>> Start PROVIDED PASSAGE

Importance of Convex Hull:

Convex hulls are important in computational geometry for several reasons:

  • Collision detection: Convex hulls can be used to efficiently detect collisions between objects in 2D or 3D space.
  • Image processing: Convex hulls can be used to extract meaningful shapes from images, such as the outline of an object.
  • Data visualization: Convex hulls can be used to visualize the distribution of data points in a scatter plot.
  • Input is an array of points specified by their x and y coordinates. The output is the convex hull of this set of points.

Convex Hull using Divide and Conquer Algorithm:

Pre-requisite: Tangents between two convex polygons

Algorithm: Given the set of points for which we have to find the convex hull. Suppose we know the convex hull of the left half points and the right half points, then the problem now is to merge these two convex hulls and determine the convex hull for the complete set. This can be done by finding the upper and lower tangent to the right and left convex hulls. This is illustrated here Tangents between two convex polygons Let the left convex hull be a and the right convex hull be b. Then the lower and upper tangents are named as 1 and 2 respectively, as shown in the figure. Then the red outline shows the final convex hull.

Final-Convex-Hull

Now the problem remains, how to find the convex hull for the left and right half. Now recursion comes into the picture, we divide the set of points until the number of points in the set is very small, say 5, and we can find the convex hull for these points by the brute algorithm. The merging of these halves would result in the convex hull for the complete set of points. Note: We have used the brute algorithm to find the convex hull for a small number of points and it has a time complexity of O(n^3)         

. But some people suggest the following, the convex hull for 3 or fewer points is the complete set of points. This is correct but the problem comes when we try to merge a left convex hull of 2 points and right convex hull of 3 points, then the program gets trapped in an infinite loop in some special cases. So, to get rid of this problem I directly found the convex hull for 5 or fewer points by O(n^3)

>> End PROVIDED PASSAGE
>> Start RECORD EXTRACTS

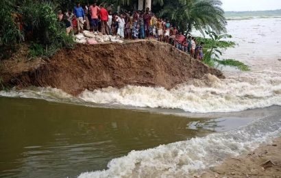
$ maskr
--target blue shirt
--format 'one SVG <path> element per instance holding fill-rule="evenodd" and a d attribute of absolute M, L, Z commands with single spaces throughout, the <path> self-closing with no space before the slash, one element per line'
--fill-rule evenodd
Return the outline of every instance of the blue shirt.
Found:
<path fill-rule="evenodd" d="M 74 14 L 75 15 L 76 17 L 84 17 L 84 10 L 82 7 L 74 7 Z"/>

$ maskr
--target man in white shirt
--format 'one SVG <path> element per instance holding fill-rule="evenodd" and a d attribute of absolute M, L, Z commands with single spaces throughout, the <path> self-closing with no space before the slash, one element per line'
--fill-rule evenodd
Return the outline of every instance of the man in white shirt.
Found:
<path fill-rule="evenodd" d="M 111 10 L 108 11 L 108 25 L 109 28 L 109 34 L 112 35 L 112 12 Z"/>

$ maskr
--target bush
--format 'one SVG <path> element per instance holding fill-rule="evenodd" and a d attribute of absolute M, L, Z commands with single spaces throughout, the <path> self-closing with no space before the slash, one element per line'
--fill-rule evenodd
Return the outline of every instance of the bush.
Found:
<path fill-rule="evenodd" d="M 46 55 L 42 44 L 32 42 L 29 46 L 29 53 L 31 57 L 42 56 Z"/>
<path fill-rule="evenodd" d="M 56 9 L 50 1 L 29 1 L 23 6 L 27 29 L 33 34 L 32 40 L 41 45 L 32 46 L 31 55 L 52 55 L 59 49 L 74 44 L 73 38 L 66 34 L 64 26 L 58 21 Z"/>
<path fill-rule="evenodd" d="M 0 60 L 9 58 L 15 51 L 15 44 L 23 39 L 14 21 L 15 3 L 14 0 L 0 1 Z"/>

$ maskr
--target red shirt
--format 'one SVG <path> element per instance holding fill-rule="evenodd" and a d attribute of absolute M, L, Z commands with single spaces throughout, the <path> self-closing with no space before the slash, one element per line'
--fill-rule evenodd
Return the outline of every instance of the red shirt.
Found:
<path fill-rule="evenodd" d="M 108 21 L 108 11 L 103 8 L 102 8 L 99 10 L 99 16 L 101 16 L 101 21 Z"/>

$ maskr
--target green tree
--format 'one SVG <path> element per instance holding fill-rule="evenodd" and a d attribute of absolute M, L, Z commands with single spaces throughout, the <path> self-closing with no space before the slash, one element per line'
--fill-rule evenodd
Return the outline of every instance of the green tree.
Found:
<path fill-rule="evenodd" d="M 225 31 L 226 20 L 220 0 L 166 0 L 160 16 L 170 19 L 182 31 L 194 27 L 202 34 L 204 29 L 216 33 Z"/>
<path fill-rule="evenodd" d="M 23 39 L 15 22 L 15 0 L 0 1 L 0 60 L 9 57 L 15 49 L 15 44 Z"/>
<path fill-rule="evenodd" d="M 215 31 L 205 31 L 210 38 L 197 38 L 198 43 L 204 43 L 204 56 L 203 62 L 210 66 L 217 65 L 234 66 L 241 71 L 249 71 L 249 66 L 243 62 L 233 59 L 221 60 L 222 50 L 234 47 L 236 43 L 226 40 L 232 36 L 229 34 L 218 35 Z"/>

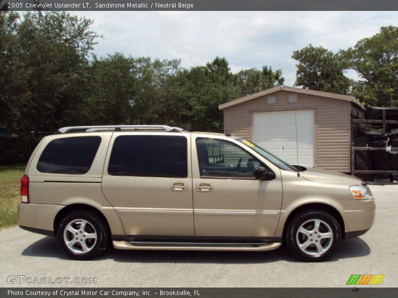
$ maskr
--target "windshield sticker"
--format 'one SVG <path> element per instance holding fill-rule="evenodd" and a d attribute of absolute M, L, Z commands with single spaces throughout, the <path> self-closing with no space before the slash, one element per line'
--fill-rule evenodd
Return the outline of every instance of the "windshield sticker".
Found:
<path fill-rule="evenodd" d="M 254 144 L 252 144 L 252 143 L 251 143 L 250 142 L 249 142 L 247 140 L 243 140 L 242 141 L 242 143 L 243 143 L 244 144 L 245 144 L 247 146 L 249 146 L 249 147 L 250 147 L 250 148 L 254 148 L 254 147 L 256 147 L 256 146 L 254 146 Z"/>

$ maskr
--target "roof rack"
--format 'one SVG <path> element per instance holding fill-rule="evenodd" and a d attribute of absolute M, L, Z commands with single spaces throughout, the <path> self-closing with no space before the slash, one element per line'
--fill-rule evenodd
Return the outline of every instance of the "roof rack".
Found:
<path fill-rule="evenodd" d="M 167 125 L 99 125 L 95 126 L 69 126 L 60 128 L 56 134 L 66 134 L 69 132 L 92 132 L 99 131 L 113 130 L 116 132 L 123 130 L 159 131 L 181 132 L 184 130 L 179 127 Z"/>

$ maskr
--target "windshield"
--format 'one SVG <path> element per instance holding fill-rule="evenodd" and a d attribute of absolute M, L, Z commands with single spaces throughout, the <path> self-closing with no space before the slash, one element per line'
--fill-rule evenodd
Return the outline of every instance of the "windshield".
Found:
<path fill-rule="evenodd" d="M 237 139 L 236 140 L 238 141 L 242 144 L 246 145 L 251 149 L 252 149 L 264 158 L 266 158 L 267 160 L 272 162 L 279 168 L 285 170 L 285 171 L 290 171 L 291 172 L 297 171 L 297 169 L 291 164 L 288 163 L 285 160 L 281 159 L 278 156 L 276 156 L 272 153 L 268 152 L 265 149 L 263 149 L 261 147 L 258 146 L 246 139 L 242 138 L 241 139 Z"/>

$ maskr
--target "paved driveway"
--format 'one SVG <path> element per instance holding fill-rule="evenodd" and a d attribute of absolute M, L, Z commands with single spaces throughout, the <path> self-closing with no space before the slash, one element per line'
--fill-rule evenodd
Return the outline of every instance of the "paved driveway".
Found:
<path fill-rule="evenodd" d="M 53 282 L 97 278 L 96 284 L 84 285 L 97 287 L 344 287 L 351 274 L 384 274 L 381 286 L 398 287 L 398 186 L 371 189 L 377 209 L 374 225 L 365 235 L 343 241 L 327 262 L 297 262 L 284 248 L 265 252 L 112 250 L 95 260 L 73 261 L 55 239 L 15 227 L 0 231 L 0 287 L 40 286 L 8 284 L 10 275 Z M 50 285 L 76 286 L 70 281 Z"/>

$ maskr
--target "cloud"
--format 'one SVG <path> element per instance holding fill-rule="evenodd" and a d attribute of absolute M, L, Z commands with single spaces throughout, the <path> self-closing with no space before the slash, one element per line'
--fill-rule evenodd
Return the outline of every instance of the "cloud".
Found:
<path fill-rule="evenodd" d="M 95 19 L 103 36 L 94 52 L 181 59 L 185 67 L 225 57 L 232 71 L 271 66 L 293 85 L 293 51 L 311 43 L 333 51 L 346 49 L 396 25 L 396 11 L 73 12 Z M 355 77 L 354 73 L 349 75 Z"/>

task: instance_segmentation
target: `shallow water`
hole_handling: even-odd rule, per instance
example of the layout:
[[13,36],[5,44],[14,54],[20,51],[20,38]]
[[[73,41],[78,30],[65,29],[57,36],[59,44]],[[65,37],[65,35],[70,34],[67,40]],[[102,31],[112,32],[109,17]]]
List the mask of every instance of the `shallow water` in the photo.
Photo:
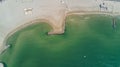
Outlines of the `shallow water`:
[[8,67],[120,67],[120,19],[73,15],[62,35],[47,35],[51,27],[34,24],[8,39],[12,47],[0,59]]

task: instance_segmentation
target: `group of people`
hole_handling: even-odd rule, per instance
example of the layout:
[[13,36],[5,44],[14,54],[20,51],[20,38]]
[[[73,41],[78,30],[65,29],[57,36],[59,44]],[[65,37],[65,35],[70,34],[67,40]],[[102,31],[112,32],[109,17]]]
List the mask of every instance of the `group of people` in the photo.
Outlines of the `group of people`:
[[102,11],[102,10],[104,10],[104,11],[108,10],[108,7],[106,6],[105,3],[100,4],[99,7],[100,7],[100,11]]

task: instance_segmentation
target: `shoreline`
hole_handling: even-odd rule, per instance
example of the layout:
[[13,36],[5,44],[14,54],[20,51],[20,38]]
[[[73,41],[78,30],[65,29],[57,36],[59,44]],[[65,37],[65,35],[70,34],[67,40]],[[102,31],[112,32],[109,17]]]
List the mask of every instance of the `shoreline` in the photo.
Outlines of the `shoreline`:
[[[109,12],[93,12],[93,11],[68,11],[66,13],[62,13],[62,16],[60,17],[59,21],[61,21],[58,28],[56,26],[56,24],[54,24],[54,21],[55,19],[51,19],[51,17],[44,17],[43,19],[41,18],[34,18],[34,20],[31,20],[29,22],[26,22],[25,24],[22,24],[22,25],[19,25],[17,28],[15,28],[14,30],[12,30],[11,32],[8,33],[8,35],[4,38],[4,41],[1,43],[0,45],[0,53],[2,53],[2,50],[7,44],[6,44],[6,41],[7,39],[13,35],[15,32],[17,32],[18,30],[21,30],[21,29],[24,29],[25,27],[29,26],[29,25],[32,25],[32,24],[35,24],[35,23],[47,23],[51,26],[52,30],[50,32],[48,32],[49,35],[54,35],[54,34],[63,34],[64,33],[64,30],[65,30],[65,19],[67,16],[70,16],[70,15],[88,15],[88,14],[105,14],[105,15],[110,15]],[[56,23],[56,22],[55,22]],[[2,48],[1,48],[2,47]]]

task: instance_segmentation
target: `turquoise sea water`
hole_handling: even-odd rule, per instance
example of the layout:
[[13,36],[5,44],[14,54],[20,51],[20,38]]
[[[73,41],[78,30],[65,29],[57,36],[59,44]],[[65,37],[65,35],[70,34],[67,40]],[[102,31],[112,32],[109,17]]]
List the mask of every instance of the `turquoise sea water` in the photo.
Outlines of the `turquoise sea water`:
[[46,23],[33,24],[8,39],[0,59],[8,67],[120,67],[120,19],[72,15],[65,33],[47,35]]

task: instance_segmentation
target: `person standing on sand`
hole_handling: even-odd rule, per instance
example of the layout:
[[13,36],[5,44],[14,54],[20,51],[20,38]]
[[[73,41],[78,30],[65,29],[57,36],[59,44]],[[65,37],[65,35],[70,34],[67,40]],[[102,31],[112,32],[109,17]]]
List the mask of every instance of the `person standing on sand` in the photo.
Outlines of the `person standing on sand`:
[[113,27],[113,29],[116,29],[116,21],[115,21],[115,18],[113,18],[112,27]]

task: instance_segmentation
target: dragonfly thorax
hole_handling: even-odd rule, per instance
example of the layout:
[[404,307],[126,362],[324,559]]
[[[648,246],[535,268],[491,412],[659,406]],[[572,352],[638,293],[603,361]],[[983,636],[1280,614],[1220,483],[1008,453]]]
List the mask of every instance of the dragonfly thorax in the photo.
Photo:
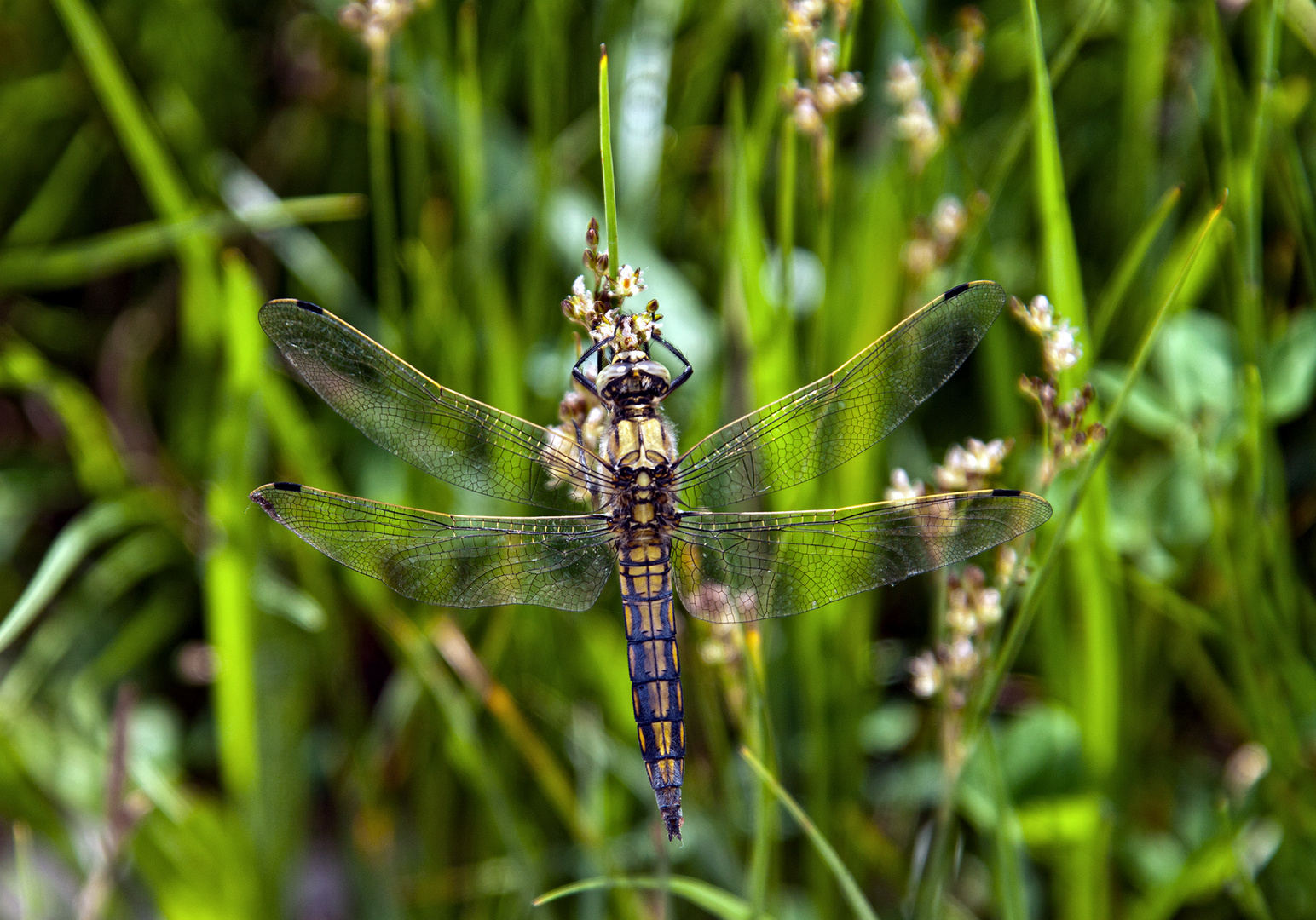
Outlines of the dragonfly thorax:
[[604,405],[654,403],[671,388],[671,374],[644,351],[622,351],[595,380]]

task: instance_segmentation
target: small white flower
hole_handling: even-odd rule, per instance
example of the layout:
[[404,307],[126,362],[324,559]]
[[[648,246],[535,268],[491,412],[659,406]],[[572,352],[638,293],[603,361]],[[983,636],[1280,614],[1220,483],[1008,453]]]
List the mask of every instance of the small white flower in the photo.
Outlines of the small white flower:
[[817,107],[820,112],[836,112],[841,108],[841,93],[836,91],[836,80],[830,76],[825,76],[819,80],[817,89],[813,92],[813,97],[817,100]]
[[942,195],[932,209],[932,234],[937,242],[949,246],[965,232],[969,215],[954,195]]
[[915,696],[928,699],[941,690],[941,666],[930,652],[924,652],[917,658],[911,658],[908,667],[912,675],[909,683]]
[[917,237],[904,245],[900,253],[905,271],[915,278],[926,278],[937,267],[937,246],[932,240]]
[[596,342],[607,342],[609,338],[617,334],[617,326],[613,325],[612,320],[604,319],[590,330],[590,338]]
[[951,588],[946,592],[946,625],[954,636],[973,636],[978,632],[978,616],[969,592]]
[[841,96],[842,105],[854,105],[863,97],[863,83],[859,82],[859,75],[849,70],[841,74],[836,82],[836,92]]
[[978,666],[978,650],[967,636],[961,636],[948,645],[944,658],[946,674],[957,679],[970,677]]
[[1042,363],[1048,375],[1059,376],[1083,357],[1083,346],[1079,345],[1075,333],[1078,329],[1071,329],[1069,320],[1061,320],[1042,338]]
[[1270,752],[1265,745],[1249,741],[1225,761],[1225,788],[1241,799],[1257,782],[1270,773]]
[[805,134],[817,134],[822,130],[822,116],[819,115],[819,107],[813,104],[812,93],[800,92],[791,115],[795,118],[795,126]]
[[1055,321],[1054,311],[1051,308],[1051,301],[1046,299],[1045,294],[1038,294],[1033,297],[1028,307],[1015,301],[1013,312],[1019,317],[1029,332],[1036,336],[1045,336],[1051,330],[1051,325]]
[[945,462],[933,470],[937,488],[942,492],[982,488],[990,476],[1000,473],[1000,465],[1015,442],[995,438],[983,444],[978,438],[969,438],[965,445],[951,445]]
[[992,626],[1000,623],[1001,607],[1000,607],[1000,591],[996,588],[983,588],[978,592],[978,620],[986,625]]
[[928,103],[915,99],[896,117],[896,133],[909,142],[915,168],[921,170],[941,146],[941,129],[932,117]]
[[617,271],[616,290],[622,297],[633,297],[646,287],[644,268],[632,268],[629,265],[624,265]]
[[824,38],[813,49],[813,70],[820,78],[832,76],[837,64],[837,45],[830,38]]
[[921,93],[923,64],[896,55],[896,59],[887,67],[887,97],[900,105],[908,105]]
[[926,492],[921,482],[911,483],[909,474],[899,466],[891,471],[891,486],[887,487],[887,501],[909,501]]

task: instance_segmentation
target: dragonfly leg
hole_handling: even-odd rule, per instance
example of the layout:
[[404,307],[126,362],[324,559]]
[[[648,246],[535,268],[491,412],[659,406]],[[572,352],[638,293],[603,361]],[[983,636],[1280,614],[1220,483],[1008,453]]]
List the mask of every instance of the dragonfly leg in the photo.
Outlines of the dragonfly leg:
[[619,561],[640,752],[667,840],[680,840],[686,723],[672,616],[671,548],[659,541],[626,541],[620,548]]

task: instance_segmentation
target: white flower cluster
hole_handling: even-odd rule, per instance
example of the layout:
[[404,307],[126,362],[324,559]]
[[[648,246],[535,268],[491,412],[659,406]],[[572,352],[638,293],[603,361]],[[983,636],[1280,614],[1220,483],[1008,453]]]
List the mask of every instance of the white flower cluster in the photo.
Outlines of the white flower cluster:
[[[832,4],[837,22],[844,18],[842,7]],[[809,78],[804,84],[791,80],[786,87],[786,100],[791,107],[795,126],[812,137],[826,132],[824,118],[863,97],[863,83],[857,72],[844,71],[840,47],[830,38],[820,38],[822,17],[828,4],[822,0],[795,0],[786,8],[786,34],[797,43],[808,59]]]
[[586,287],[584,275],[580,275],[571,286],[571,296],[562,301],[562,313],[588,329],[595,342],[616,338],[617,351],[633,351],[653,336],[662,334],[657,300],[650,300],[644,313],[621,312],[621,301],[646,287],[644,270],[629,265],[621,266],[616,282],[600,275],[595,291]]
[[1087,408],[1095,401],[1092,384],[1073,391],[1067,401],[1059,401],[1059,376],[1074,367],[1083,357],[1083,346],[1078,341],[1078,329],[1069,320],[1055,317],[1051,301],[1037,295],[1025,307],[1012,297],[1011,312],[1034,336],[1042,340],[1042,369],[1045,376],[1024,375],[1019,387],[1025,396],[1037,403],[1037,412],[1050,447],[1042,458],[1038,478],[1044,486],[1062,469],[1074,466],[1101,438],[1105,428],[1100,422],[1084,425]]
[[1065,317],[1055,319],[1046,295],[1038,294],[1028,307],[1017,304],[1013,309],[1020,322],[1042,340],[1042,366],[1050,379],[1058,379],[1083,357],[1078,329],[1071,328]]
[[[976,192],[971,201],[986,211],[986,192]],[[954,195],[942,195],[929,217],[915,221],[913,236],[900,253],[913,280],[911,287],[917,288],[928,275],[950,261],[967,226],[969,209]]]
[[366,47],[379,51],[401,30],[413,9],[412,0],[354,0],[338,11],[338,22],[359,32]]
[[941,147],[941,128],[924,97],[923,64],[898,54],[887,67],[887,99],[900,107],[896,133],[909,142],[909,168],[923,172]]
[[1000,473],[1000,465],[1013,446],[1013,438],[994,438],[986,444],[969,438],[963,447],[953,445],[946,451],[945,462],[933,470],[937,488],[942,492],[984,488],[987,480]]
[[946,641],[936,652],[925,650],[908,662],[911,688],[928,699],[946,692],[953,708],[965,704],[969,682],[982,662],[979,645],[987,632],[1000,623],[1000,591],[987,587],[987,578],[978,566],[966,566],[962,575],[951,575],[946,594]]

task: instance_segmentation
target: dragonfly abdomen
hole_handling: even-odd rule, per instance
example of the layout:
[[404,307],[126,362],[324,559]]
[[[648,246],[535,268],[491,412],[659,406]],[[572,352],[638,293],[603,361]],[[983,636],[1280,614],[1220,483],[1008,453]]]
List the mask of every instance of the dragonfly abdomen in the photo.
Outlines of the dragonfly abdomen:
[[620,546],[619,567],[640,750],[667,825],[667,838],[679,840],[686,724],[672,615],[670,542],[661,537],[626,540]]

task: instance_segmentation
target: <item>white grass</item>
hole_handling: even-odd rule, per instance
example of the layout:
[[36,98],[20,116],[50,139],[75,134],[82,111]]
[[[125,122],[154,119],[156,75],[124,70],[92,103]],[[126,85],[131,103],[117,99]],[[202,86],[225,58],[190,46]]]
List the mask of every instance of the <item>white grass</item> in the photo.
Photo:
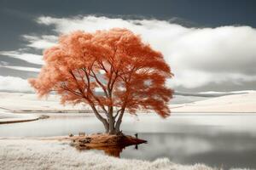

>> End RECORD EXTRACTS

→ **WRITTEN INSTRUCTION 1**:
Answer these questions from the convex hull text:
(a) Which two tangents are found to merge the left and right convex hulls?
(b) What number of points does the text give as an example of when to stop dividing the set?
(c) What can happen when a left convex hull of 2 points is merged with a right convex hull of 3 points?
→ **WRITTEN INSTRUCTION 2**: Write out the stretch of the convex hull text from "Importance of Convex" through "a scatter plot.", substituting "scatter chart" for "scatter plot".
→ **WRITTEN INSTRUCTION 3**: Resume the convex hull text after its last sentence.

→ **EXPECTED OUTPUT 1**:
(a) The upper and lower tangents to the right and left convex hulls.
(b) 5 points.
(c) The program gets trapped in an infinite loop in some special cases.

→ **EXPECTED OUTPUT 2**:
Importance of Convex Hull:

Convex hulls are important in computational geometry for several reasons:

  • Collision detection: Convex hulls can be used to efficiently detect collisions between objects in 2D or 3D space.
  • Image processing: Convex hulls can be used to extract meaningful shapes from images, such as the outline of an object.
  • Data visualization: Convex hulls can be used to visualize the distribution of data points in a scatter chart.

→ **EXPECTED OUTPUT 3**:
algorithm, which is somewhat greater but does not affect the overall complexity of the algorithm. 

Below are the implementation:

CPP

// A divide and conquer program to find convex
// hull of a given set of points.
#include<bits/stdc++.h>
using namespace std;

// stores the centre of polygon (It is made
// global because it is used in compare function)
pair<int, int> mid;

// determines the quadrant of a point
// (used in compare())
int quad(pair<int, int> p)
{
    if (p.first >= 0 && p.second >= 0)
        return 1;
    if (p.first <= 0 && p.second >= 0)
        return 2;
    if (p.first <= 0 && p.second <= 0)
        return 3;
    return 4;
}

// Checks whether the line is crossing the polygon
int orientation(pair<int, int> a, pair<int, int> b,
                pair<int, int> c)
{
    int res = (b.second-a.second)*(c.first-b.first) -
            (c.second-b.second)*(b.first-a.first);

    if (res == 0)
        return 0;
    if (res > 0)
        return 1;
    return -1;
}

// compare function for sorting
bool compare(pair<int, int> p1, pair<int, int> q1)
{
    pair<int, int> p = make_pair(p1.first - mid.first,
                                p1.second - mid.second);
    pair<int, int> q = make_pair(q1.first - mid.first,
                                q1.second - mid.second);

    int one = quad(p);
    int two = quad(q);

    if (one != two)
        return (one < two);
    return (p.second*q.first < q.second*p.first);
}

// Finds upper tangent of two polygons 'a' and 'b'
// represented as two vectors.
vector<pair<int, int>> merger(vector<pair<int, int> > a,
                            vector<pair<int, int> > b)
{
    // n1 -> number of points in polygon a
    // n2 -> number of points in polygon b
    int n1 = a.size(), n2 = b.size();

    int ia = 0, ib = 0;
    for (int i=1; i<n1; i++)
        if (a[i].first > a[ia].first)
            ia = i;

    // ib -> leftmost point of b
    for (int i=1; i<n2; i++)
        if (b[i].first < b[ib].first)
            ib=i;

    // finding the upper tangent
    int inda = ia, indb = ib;
    bool done = 0;
    while (!done)
    {
        done = 1;
        while (orientation(b[indb], a[inda], a[(inda+1)%n1]) >=0)
            inda = (inda + 1) % n1;

        while (orientation(a[inda], b[indb], b[(n2+indb-1)%n2]) <=0)
        {
            indb = (n2+indb-1)%n2;
            done = 0;
        }
    }

    int uppera = inda, upperb = indb;
    inda = ia, indb=ib;
    done = 0;
    int g = 0;
    while (!done)//finding the lower tangent
    {
        done = 1;
        while (orientation(a[inda], b[indb], b[(indb+1)%n2])>=0)
            indb=(indb+1)%n2;

        while (orientation(b[indb], a[inda], a[(n1+inda-1)%n1])<=0)
        {
            inda=(n1+inda-1)%n1;
            done=0;
        }
    }

    int lowera = inda, lowerb = indb;
    vector<pair<int, int>> ret;

    //ret contains the convex hull after merging the two convex hulls
    //with the points sorted in anti-clockwise order
    int ind = uppera;
    ret.push_back(a[uppera]);
    while (ind != lowera)
    {
        ind = (ind+1)%n1;
        ret.push_back(a[ind]);
    }

    ind = lowerb;
    ret.push_back(b[lowerb]);
    while (ind != upperb)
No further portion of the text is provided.